EXERCISES TO COMPLETE:
**1)** Reproduce the part of the pipeline documentation below that runs between "Taxonomy Classification on" and "metaphlan, kraken, GOTTCHA.", inclusive.
**2)** Using the pipeline documentation below, answer each item:
(a) On what kind of genomes may the iterative kmers de novo assembly not work well?
(b) Apart from mapping reads to reference genomes, what else does the reference-mapping step do?
(c) Which tools does the taxonomy classification step use?

═══ SELECTED TEXT ═══

Iterative kmers de novo Assembly, it performs well on isolates as well as metagenomes. It may not work well on very large genomes.

Expected input

Paired-end/Single-end reads in FASTA format

Expected output

contig.fa

scaffold.fa (input paired end)

Reads Mapping To Contig

Required step? No
Command example
perl $EDGE_HOME/scripts/runReadsToContig.pl  -p 'host_clean.1.fastq host_clean.2.fastq' -d AssemblyBasedAnalysis/readsMappingToContig -pre readsToContigs  -ref AssemblyBasedAnalysis/contigs.fa
What it does

Mapping reads to assembled contigs

Expected input

Paired-end/Single-end reads in FASTQ format

Assembled Contigs in Fasta format

Output Directory

Output prefix

Expected output

readsToContigs.alnstats.txt

readsToContigs_coverage.table

readsToContigs_plots.pdf

readsToContigs.sort.bam

readsToContigs.sort.bam.bai

Reads Mapping To Reference Genomes

Required step? No
Command example:
perl $EDGE_HOME/scripts/runReadsToGenome.pl  -p 'host_clean.1.fastq host_clean.2.fastq'  -d ReadsBasedAnalysis -pre readsToRef -ref Reference.fna
What it does

Mapping reads to reference genomes

SNPs/Indels calling

Expected input

Paired-end/Single-end reads in FASTQ format

Reference genomes in Fasta format

Output Directory

Output prefix

Expected output

readsToRef.alnstats.txt

readsToRef_plots.pdf

readsToRef_refID.coverage

readsToRef_refID.gap.coords

readsToRef_refID.window_size_coverage

readsToRef.ref_windows_gc.txt

readsToRef.raw.bcf

readsToRef.sort.bam

readsToRef.sort.bam.bai

readsToRef.vcf

Taxonomy Classification on All Reads or unMapped to Reference Reads

Required step? No
Command example:
perl $EDGE_HOME/scripts/microbial_profiling/microbial_profiling_configure.pl $EDGE_HOME/scripts/microbial_profiling/microbial_profiling.settings.tmpl gottcha-speDB-b > microbial_profiling.settings.ini
perl $EDGE_HOME/scripts/microbial_profiling/microbial_profiling.pl -o  Taxonomy -s microbial_profiling.settings.ini -c 10 UnmappedReads.fastq
What it does

Taxonomy Classification using multiple tools, including BWA mapping to NCBI Refseq, metaphlan, kraken, GOTTCHA.

═══ DATASET EXCERPTS ═══

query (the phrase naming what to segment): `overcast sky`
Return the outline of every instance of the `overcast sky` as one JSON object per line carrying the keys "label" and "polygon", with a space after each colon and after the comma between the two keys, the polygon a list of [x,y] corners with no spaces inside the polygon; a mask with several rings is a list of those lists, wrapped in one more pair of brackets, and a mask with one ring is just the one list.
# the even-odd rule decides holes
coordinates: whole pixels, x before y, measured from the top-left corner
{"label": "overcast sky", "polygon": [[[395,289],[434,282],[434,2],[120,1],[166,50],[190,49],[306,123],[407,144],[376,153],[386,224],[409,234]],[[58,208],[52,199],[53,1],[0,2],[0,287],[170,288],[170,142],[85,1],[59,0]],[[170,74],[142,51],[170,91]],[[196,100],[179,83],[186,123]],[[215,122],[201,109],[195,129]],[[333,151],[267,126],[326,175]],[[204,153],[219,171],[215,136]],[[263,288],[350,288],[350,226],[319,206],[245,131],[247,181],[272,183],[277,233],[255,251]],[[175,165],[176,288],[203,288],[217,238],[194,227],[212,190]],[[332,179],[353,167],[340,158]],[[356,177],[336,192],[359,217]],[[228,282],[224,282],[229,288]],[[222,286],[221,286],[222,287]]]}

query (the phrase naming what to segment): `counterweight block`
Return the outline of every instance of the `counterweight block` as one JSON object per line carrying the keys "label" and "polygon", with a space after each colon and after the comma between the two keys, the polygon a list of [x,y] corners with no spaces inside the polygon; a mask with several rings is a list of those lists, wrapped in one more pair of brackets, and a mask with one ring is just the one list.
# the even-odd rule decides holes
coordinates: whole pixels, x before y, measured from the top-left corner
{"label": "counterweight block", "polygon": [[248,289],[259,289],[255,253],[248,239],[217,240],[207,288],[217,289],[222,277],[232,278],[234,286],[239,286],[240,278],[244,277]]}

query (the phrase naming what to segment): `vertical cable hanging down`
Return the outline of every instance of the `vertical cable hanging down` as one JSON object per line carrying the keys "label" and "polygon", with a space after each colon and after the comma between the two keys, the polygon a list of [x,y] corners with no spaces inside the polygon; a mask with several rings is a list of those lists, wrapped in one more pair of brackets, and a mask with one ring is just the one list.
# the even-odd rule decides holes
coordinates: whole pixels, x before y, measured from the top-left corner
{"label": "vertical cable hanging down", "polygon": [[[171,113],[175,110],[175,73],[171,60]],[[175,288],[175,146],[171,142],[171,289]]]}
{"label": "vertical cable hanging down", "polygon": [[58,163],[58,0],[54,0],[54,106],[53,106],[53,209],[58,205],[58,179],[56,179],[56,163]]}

═══

EXPECTED RESULTS:
**1)**
Taxonomy Classification on All Reads or unMapped to Reference Reads

Required step? No
Command example:
perl $EDGE_HOME/scripts/microbial_profiling/microbial_profiling_configure.pl $EDGE_HOME/scripts/microbial_profiling/microbial_profiling.settings.tmpl gottcha-speDB-b > microbial_profiling.settings.ini
perl $EDGE_HOME/scripts/microbial_profiling/microbial_profiling.pl -o  Taxonomy -s microbial_profiling.settings.ini -c 10 UnmappedReads.fastq
What it does

Taxonomy Classification using multiple tools, including BWA mapping to NCBI Refseq, metaphlan, kraken, GOTTCHA.

**2)**
(a) Very large genomes.
(b) It performs SNPs/Indels calling.
(c) BWA mapping to NCBI Refseq, metaphlan, kraken, and GOTTCHA.